## TASK
From the first line of the records below through the line containing "instance: [(551, 33)]", copy everything exactly and nothing more.
++++ THE DATA
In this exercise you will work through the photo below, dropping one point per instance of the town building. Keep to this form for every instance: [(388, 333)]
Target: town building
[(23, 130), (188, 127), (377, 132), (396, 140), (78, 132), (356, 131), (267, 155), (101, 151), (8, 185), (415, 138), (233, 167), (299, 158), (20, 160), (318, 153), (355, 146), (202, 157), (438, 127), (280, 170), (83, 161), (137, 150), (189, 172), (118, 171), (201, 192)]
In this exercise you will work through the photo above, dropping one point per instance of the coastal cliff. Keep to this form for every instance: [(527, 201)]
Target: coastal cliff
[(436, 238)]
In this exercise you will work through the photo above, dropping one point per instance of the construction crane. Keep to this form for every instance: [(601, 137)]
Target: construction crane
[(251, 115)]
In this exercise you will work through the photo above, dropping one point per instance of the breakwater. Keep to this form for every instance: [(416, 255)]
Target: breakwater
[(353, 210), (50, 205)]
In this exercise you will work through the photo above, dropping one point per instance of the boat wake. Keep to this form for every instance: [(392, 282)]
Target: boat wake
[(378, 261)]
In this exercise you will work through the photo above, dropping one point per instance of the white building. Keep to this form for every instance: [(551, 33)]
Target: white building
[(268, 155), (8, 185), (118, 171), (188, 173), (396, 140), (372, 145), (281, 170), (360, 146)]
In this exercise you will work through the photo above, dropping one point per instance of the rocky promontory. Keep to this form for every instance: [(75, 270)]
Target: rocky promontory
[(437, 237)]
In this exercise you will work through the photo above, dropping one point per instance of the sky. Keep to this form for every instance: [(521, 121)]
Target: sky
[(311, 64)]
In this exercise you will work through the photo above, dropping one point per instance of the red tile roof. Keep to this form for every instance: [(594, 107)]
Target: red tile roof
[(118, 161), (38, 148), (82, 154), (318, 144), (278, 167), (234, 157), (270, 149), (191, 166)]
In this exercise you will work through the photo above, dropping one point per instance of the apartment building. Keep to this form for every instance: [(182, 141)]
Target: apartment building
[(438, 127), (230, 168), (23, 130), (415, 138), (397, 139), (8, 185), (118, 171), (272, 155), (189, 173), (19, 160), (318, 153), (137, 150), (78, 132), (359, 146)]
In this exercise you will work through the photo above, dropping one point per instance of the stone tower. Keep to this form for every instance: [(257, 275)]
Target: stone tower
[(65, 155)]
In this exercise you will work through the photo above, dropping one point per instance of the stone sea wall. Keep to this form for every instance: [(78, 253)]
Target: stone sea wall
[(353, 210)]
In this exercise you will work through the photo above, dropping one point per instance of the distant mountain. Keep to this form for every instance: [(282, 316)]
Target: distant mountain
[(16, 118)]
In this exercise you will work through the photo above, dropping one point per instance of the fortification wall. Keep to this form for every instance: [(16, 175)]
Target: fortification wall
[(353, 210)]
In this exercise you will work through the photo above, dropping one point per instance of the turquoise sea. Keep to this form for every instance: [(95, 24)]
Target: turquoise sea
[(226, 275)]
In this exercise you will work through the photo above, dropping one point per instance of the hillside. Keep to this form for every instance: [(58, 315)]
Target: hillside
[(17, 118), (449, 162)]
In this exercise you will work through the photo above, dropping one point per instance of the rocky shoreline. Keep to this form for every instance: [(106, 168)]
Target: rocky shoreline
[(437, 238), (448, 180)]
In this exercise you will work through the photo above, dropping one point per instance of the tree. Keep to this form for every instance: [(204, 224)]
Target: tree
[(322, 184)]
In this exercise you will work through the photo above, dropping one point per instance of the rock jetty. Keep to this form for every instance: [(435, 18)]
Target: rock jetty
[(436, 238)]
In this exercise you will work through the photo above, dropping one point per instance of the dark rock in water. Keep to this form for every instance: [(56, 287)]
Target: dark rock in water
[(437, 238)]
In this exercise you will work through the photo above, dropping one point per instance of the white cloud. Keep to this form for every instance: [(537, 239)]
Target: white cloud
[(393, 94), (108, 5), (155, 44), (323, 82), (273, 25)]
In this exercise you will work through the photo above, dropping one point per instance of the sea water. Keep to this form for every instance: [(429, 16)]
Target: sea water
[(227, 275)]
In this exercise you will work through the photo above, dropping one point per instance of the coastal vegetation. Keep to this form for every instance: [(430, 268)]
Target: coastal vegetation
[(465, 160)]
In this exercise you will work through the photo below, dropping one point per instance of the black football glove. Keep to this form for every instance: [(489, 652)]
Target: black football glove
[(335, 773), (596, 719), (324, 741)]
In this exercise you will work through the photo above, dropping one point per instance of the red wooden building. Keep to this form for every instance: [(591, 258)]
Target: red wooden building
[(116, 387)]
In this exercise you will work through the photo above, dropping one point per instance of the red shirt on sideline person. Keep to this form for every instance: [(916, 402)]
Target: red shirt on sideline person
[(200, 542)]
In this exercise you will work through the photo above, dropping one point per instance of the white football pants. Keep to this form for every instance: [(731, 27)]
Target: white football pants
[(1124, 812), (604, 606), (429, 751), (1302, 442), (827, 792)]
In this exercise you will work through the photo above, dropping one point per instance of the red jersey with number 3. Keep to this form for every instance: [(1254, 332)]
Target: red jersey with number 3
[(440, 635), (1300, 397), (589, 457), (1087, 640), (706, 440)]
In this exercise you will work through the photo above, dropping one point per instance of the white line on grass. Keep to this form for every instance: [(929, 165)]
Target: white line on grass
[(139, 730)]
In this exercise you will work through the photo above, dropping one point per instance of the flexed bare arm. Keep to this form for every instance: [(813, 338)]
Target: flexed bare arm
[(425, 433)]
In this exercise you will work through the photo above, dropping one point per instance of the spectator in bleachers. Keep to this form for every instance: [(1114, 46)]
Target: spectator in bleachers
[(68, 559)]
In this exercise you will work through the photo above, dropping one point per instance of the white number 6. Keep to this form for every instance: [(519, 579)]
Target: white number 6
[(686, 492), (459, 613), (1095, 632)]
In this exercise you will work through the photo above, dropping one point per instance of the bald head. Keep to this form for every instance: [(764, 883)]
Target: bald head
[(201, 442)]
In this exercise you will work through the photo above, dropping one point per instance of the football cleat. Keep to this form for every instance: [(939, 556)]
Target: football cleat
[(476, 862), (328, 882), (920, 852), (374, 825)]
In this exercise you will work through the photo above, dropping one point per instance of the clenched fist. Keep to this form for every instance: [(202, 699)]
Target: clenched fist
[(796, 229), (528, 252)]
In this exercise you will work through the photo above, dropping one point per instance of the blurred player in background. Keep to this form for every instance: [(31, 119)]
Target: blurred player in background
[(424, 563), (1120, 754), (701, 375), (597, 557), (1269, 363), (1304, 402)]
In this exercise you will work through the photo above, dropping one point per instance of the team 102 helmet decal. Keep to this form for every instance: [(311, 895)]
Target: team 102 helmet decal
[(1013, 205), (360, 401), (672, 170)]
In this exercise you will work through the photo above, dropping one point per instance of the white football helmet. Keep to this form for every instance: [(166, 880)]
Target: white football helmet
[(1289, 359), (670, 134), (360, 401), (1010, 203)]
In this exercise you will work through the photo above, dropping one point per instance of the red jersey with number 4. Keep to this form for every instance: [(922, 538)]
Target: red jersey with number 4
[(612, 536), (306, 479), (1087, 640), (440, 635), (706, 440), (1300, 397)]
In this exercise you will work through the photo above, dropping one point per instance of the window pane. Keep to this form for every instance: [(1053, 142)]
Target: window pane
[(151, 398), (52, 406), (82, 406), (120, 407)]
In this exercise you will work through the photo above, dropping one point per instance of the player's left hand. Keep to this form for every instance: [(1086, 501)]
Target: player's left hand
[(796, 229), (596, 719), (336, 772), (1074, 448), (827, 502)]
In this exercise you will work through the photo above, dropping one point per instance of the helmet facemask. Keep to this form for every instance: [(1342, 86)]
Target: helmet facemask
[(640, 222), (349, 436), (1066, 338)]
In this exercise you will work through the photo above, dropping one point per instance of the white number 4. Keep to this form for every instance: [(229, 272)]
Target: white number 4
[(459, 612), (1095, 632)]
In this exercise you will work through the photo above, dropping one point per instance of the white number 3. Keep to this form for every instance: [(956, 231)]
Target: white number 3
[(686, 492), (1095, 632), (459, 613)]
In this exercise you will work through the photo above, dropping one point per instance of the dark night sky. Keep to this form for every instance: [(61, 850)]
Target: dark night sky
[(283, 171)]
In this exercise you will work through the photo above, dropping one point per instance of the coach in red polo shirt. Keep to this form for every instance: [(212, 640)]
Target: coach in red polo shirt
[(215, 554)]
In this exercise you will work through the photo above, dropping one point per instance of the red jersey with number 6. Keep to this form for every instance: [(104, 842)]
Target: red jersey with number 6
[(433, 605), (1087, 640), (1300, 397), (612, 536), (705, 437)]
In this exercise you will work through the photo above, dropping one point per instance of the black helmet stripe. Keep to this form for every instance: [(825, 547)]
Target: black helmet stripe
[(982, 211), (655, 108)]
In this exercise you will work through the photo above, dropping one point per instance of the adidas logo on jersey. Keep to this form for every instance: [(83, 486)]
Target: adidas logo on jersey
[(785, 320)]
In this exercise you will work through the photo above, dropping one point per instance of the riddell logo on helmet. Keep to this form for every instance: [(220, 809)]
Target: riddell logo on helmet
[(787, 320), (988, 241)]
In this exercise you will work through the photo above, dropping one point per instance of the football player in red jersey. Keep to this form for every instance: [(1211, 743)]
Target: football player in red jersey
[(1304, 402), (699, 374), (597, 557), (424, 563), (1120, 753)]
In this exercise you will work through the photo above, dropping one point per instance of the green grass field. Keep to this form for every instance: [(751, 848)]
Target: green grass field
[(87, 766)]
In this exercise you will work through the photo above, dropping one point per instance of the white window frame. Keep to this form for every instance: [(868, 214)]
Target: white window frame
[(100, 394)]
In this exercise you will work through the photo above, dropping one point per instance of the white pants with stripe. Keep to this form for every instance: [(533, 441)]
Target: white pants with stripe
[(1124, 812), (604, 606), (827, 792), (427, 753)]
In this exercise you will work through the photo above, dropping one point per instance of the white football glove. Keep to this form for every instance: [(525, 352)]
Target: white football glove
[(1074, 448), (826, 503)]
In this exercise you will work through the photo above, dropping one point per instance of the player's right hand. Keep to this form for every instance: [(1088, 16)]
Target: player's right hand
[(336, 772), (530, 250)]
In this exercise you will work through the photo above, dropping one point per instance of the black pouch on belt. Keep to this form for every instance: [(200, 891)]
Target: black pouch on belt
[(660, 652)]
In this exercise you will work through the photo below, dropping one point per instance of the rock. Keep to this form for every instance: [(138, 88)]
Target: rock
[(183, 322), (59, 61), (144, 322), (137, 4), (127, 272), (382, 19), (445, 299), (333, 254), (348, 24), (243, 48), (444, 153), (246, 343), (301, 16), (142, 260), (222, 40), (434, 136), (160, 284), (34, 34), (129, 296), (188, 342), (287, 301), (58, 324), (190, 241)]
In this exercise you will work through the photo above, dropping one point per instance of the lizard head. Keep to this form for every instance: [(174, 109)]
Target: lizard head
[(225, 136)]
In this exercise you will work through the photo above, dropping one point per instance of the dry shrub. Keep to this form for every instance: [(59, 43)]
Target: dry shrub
++++++++
## WRITTEN ANSWER
In this exercise you will work through the photo below, dropping one point per instance of the town building. Keep to this form for every instance: [(388, 333)]
Target: town building
[(23, 130), (188, 127), (377, 132), (396, 140), (78, 132), (356, 131), (267, 155), (101, 151), (8, 185), (415, 138), (233, 167), (299, 158), (20, 160), (318, 153), (355, 146), (202, 157), (438, 127), (280, 170), (83, 161), (137, 150), (189, 172), (118, 171), (201, 192)]
In this exercise you will work through the photo above, dropping one point per instance of the coastal cliff. Keep to this form for every instance: [(527, 201)]
Target: coastal cliff
[(436, 238)]
In this exercise you will work through the photo above, dropping one point per instance of the construction crane. Keep to this form for every instance: [(601, 137)]
Target: construction crane
[(251, 115)]
In this exercise you will work through the photo above, dropping one point per instance of the breakwater. Keep to this form for every instance: [(416, 255)]
Target: breakwater
[(353, 210), (50, 205)]
In this exercise you will work through the photo above, dropping one point per instance of the boat wake. Keep to this form for every instance: [(392, 282)]
Target: boat wake
[(378, 261)]
In this exercise you will work through the photo above, dropping one point per instance of the white building. Keep to this form for every instance: [(551, 33)]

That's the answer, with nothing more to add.